[Excerpt provided Boundary: Start]
Place and date: At Tuliahan River, Philippine Islands, March 25, 1899.

Entered service at: California.

Birth: California.

Date of issue: November 22, 1906.

Citation:

Voluntarily exposed himself to the fire of the enemy and went with 4 men to the relief of 2 native Filipinos Iying wounded about 150 yards in front of the lines and personally carried one of them to a place of safety.

==Silver Star==
Rank and Organization: Surgeon, 369th Infantry Regiment

Place and Date: Fontaine, France, 29 September 1918

Citation:
By direction of the President, under the provisions of the act of Congress approved July 9, 1918 (Bul. No. 43, W.D., 1918), Major G. Franklin Shiels, Medical Department, United States Army, is cited for gallantry in action and is entitled to wear a silver star on the Victory Medal ribbon as prescribed by Paragraph 1, G.O. 75, c. s., these headquarters. For gallantry in action at Fontaine, France, 29 September 1918, in caring for the wounded under heavy shell fire.
[Excerpt provided Boundary: End]
[Stored data Boundary: Start]
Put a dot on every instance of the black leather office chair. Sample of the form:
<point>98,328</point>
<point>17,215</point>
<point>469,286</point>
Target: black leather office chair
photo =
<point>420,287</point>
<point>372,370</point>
[Stored data Boundary: End]
Exercise 1:
Translate this sentence from the text about G. Franklin Shiels's military citations into Spanish: "For gallantry in action at Fontaine, France, 29 September 1918, in caring for the wounded under heavy shell fire."
Exercise 2:
Carry on the text about G. Franklin Shiels's military citations from the point where it stops.
Nothing in the listing is needed here.

Exercise answer 1:
Por su valentía en combate en Fontaine, Francia, el 29 de septiembre de 1918, al atender a los heridos bajo un intenso fuego de artillería.

Exercise answer 2:
General Orders: GHQ, American Expeditionary Forces, Citation Orders No. 5 (June 3, 1919)
https://achh.army.mil/regiment/silverstar-wwi-wwi-qs

==Philippine Insurrection==
Major Shiels served as a surgeon in the US Volunteer Medical Corps in the Philippines. During that service period, Major Shiels was cited for action above and beyond the call of duty placing himself in mortal danger on the battlefield while rescuing and treating wounded soldiers while under direct fire. For his valorous actions, he was awarded the Medal of Honor by President Theodore Roosevelt on the 22nd of November, 1906. After returning from the Philippines Major Shiels retired from military service and resumed his civilian life as a surgeon.

==Interwar years==
Now known as "The Fighting Doctor," Dr. Shiels returned to civilian life as a surgeon and was appointed Professor of Surgery of Gunshot Wounds and Military Medicine at Fordham University in New York City. He was considered an expert at legal medicine, and was an expert witness at the murder trial of Harry W. Thaw (who had murdered architect Stanford White in Manhattan's Madison Square Garden), supporting the first use of the temporary insanity defense. He also testified as an expert witness in the Fatty Arbuckle murder trial, in that case offering his opinion on the medical condition afflicting the victim prior to her murder. Dr. Shiels was a prolific contributor to medical journals, writing on wide ranging subjects including the nature of Colic, the proper teaching of anatomy, the role of the physician as an expert witness, and closure of surgical wounds.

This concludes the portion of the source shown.